───── Extrait du texte ─────

Vent debout

Arrimé à l’un des quais du port de Bombay, un grand voilier se prépare à prendre la mer. Au moment de l’appel de l’équipage, vient se rajouter in extremis aux dix-sept membres présents, Jacques Patience, homme de couleur et fraîchement enrôlé. Considérant sa stature avantageuse, Baker, le commandant en second, fonde de grands espoirs sur cette recrue. Mais le grand noir se révèle malade, torturé par une toux pernicieuse qui, en peu de temps, le cloue au lit. Malgré l’état du marin qui semble empirer, la vie de bord se doit de s’adapter aux pires évènements aussi bien la maladie que les pires tempêtes et le vent debout.

Par phibes, le 19 janvier 2010

Notre avis sur Vent debout

Renaud de Heyn a assurément le goût des voyages. Après son triptyque relatif à ses incursions sur le territoire pakistanais (La tentation, carnet de voyage au Pakistan), ce jeune auteur revient sur la scène éditoriale en proposant via les éditions Casterman, l’adaptation d’un roman aventureux écrit en 1887 par Robert Conrad et intitulé Le nègre du Narcisse.

Le choix du récit est extrêmement judicieux puisqu’il est, tout d’abord, celui d’une traversée périlleuse d’un navire à voiles luttant désespérément contre les éléments déchaînés. Mais il est surtout l’histoire d’un groupe d’hommes, aux origines et aux caractères très différents qui œuvrent à l’unisson pour la sauvegarde de leur frêle existence, face à l’immensité océane et à ses colères incontrôlables. De même, il est celui d’une promiscuité authentique, peu aisée, dans laquelle les amitiés comme les mésententes tournent autour d’une organisation fragile, dont l’équilibre peut à tout moment être rompu par des évènements de bord indésirables tels les intempéries, les révoltes intestines…

Renaud de Heyn l’a bien perçu et nous restitue le témoignage romancé de Robert Conrad dans une rigueur admirable, au moyen d’une structuration en cinq chapitres. Considérant son travail antérieur, il se fait fort d’expliciter, par un habile découpage, la vie tumultueuse de ces équipages multiraciaux au long cours qui devaient braver moult danger. Pour ce faire, il s’appuie sur les nombreux personnages qui arpentent le pont du voilier concerné au travers de leurs réactions bigarrées. Ainsi, il révèle des conditions de vie précaires effarantes qui, à tout moment, peuvent virer au cauchemar voire au drame tel le pauvre Jaco.

───── Données affichées ─────

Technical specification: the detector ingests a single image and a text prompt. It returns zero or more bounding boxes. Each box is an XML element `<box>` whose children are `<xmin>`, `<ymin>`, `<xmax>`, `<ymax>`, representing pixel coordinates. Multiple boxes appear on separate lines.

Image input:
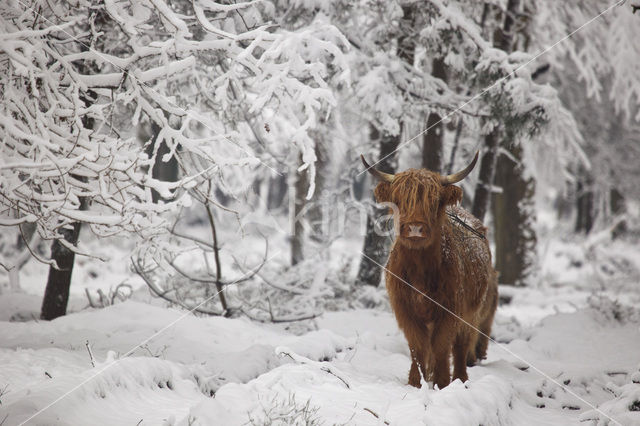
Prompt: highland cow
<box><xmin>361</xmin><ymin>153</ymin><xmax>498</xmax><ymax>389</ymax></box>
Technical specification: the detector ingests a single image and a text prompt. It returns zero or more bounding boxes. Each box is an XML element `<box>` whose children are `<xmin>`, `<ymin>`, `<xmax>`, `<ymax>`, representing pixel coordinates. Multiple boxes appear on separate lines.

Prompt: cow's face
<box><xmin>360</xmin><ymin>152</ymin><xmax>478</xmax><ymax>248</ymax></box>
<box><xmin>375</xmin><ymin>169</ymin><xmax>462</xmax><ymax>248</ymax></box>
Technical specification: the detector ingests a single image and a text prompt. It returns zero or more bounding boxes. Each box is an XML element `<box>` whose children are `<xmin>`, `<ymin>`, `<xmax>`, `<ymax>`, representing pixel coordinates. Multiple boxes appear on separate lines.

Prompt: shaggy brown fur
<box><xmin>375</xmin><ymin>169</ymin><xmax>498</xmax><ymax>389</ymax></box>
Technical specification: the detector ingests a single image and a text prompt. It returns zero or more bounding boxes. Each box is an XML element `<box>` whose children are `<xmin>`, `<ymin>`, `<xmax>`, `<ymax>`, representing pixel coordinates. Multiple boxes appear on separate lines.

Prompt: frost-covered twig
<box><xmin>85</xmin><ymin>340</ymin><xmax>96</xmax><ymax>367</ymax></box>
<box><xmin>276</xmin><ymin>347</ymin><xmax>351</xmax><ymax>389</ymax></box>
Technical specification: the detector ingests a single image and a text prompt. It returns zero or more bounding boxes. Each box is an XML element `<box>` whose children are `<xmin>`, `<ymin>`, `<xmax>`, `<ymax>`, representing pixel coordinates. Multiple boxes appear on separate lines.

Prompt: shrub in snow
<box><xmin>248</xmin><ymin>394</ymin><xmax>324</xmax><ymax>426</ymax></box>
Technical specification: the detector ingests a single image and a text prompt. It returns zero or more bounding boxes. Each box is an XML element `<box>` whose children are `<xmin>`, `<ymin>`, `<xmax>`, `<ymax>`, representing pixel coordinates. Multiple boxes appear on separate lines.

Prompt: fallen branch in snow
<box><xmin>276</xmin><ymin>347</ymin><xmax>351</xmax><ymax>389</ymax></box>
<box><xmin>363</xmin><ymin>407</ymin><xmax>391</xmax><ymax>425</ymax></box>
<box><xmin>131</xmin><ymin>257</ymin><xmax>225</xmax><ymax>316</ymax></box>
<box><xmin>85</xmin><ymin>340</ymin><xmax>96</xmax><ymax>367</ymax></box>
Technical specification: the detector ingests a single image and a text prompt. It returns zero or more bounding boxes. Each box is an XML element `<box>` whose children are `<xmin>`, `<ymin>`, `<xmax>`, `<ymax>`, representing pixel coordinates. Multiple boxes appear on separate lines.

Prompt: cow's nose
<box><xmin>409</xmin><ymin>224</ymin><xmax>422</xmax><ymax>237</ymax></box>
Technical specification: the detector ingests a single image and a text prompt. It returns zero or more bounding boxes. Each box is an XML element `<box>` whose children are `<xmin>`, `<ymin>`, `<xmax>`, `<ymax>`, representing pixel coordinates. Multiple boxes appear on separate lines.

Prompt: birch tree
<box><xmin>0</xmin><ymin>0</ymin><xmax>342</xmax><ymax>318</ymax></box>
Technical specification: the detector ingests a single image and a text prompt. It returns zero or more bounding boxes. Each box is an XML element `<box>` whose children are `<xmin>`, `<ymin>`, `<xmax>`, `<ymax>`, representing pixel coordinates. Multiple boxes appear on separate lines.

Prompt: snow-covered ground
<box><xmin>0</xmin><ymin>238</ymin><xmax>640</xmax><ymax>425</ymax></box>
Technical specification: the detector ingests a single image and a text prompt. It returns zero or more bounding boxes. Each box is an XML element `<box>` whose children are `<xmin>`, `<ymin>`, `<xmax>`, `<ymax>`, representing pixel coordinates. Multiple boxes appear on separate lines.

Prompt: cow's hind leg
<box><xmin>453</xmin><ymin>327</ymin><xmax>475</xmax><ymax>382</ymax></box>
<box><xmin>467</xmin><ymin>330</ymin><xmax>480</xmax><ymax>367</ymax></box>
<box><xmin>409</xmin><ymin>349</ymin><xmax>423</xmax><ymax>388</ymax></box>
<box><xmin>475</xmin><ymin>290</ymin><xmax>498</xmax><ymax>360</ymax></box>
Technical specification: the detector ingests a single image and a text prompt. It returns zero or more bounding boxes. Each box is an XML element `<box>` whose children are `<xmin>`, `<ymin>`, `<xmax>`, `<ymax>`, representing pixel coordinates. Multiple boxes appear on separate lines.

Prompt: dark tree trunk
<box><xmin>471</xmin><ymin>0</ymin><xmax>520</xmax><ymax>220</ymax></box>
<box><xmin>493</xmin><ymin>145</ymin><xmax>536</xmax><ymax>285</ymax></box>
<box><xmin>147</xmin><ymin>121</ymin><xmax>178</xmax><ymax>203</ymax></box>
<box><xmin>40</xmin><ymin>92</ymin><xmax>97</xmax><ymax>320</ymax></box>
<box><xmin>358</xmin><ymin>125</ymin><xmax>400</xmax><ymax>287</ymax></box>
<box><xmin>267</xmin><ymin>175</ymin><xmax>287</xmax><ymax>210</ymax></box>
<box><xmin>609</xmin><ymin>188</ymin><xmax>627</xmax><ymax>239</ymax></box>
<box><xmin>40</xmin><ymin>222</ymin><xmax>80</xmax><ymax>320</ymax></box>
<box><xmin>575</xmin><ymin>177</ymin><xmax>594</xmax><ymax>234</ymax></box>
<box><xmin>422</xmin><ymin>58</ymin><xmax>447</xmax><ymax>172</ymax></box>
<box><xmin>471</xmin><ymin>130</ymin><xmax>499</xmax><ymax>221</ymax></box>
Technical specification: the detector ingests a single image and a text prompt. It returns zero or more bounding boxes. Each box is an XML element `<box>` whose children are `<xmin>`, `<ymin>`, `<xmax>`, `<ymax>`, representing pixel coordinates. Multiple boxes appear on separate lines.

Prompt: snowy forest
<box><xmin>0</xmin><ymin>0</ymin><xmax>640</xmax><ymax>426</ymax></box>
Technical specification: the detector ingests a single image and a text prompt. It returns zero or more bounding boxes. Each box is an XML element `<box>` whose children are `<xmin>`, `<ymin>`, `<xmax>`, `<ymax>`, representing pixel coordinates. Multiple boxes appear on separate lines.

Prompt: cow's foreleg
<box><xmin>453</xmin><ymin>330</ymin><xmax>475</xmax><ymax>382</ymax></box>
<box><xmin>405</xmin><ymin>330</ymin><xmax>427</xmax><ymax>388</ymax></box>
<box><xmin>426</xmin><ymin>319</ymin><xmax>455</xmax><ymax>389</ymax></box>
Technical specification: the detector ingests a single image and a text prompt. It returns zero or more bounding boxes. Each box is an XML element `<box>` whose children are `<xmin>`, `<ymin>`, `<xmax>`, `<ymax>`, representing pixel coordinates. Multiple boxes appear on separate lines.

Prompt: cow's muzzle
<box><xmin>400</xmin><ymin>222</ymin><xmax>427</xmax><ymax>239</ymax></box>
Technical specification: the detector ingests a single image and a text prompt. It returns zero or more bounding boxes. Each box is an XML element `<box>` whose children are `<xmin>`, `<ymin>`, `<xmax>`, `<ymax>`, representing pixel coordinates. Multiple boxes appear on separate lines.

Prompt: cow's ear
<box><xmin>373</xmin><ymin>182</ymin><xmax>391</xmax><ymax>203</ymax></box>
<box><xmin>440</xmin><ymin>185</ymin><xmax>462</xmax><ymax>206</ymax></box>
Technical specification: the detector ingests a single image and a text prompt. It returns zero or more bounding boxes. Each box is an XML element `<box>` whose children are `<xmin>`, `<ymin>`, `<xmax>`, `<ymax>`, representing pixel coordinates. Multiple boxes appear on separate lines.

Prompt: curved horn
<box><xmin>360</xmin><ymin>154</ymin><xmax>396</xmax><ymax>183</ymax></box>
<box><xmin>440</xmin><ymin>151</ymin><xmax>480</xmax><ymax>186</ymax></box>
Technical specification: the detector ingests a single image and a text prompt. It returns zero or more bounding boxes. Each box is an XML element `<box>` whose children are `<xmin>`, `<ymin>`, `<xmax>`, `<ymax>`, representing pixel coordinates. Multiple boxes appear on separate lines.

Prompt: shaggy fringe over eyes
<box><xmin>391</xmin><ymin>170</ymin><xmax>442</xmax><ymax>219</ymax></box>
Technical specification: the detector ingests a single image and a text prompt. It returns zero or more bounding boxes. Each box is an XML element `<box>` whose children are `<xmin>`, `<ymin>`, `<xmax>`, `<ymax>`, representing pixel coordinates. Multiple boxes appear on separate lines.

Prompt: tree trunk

─────

Relevez tous les titres d'œuvres cités dans l'extrait consacré à Vent debout.

- Vent debout
- La tentation, carnet de voyage au Pakistan
- Le nègre du Narcisse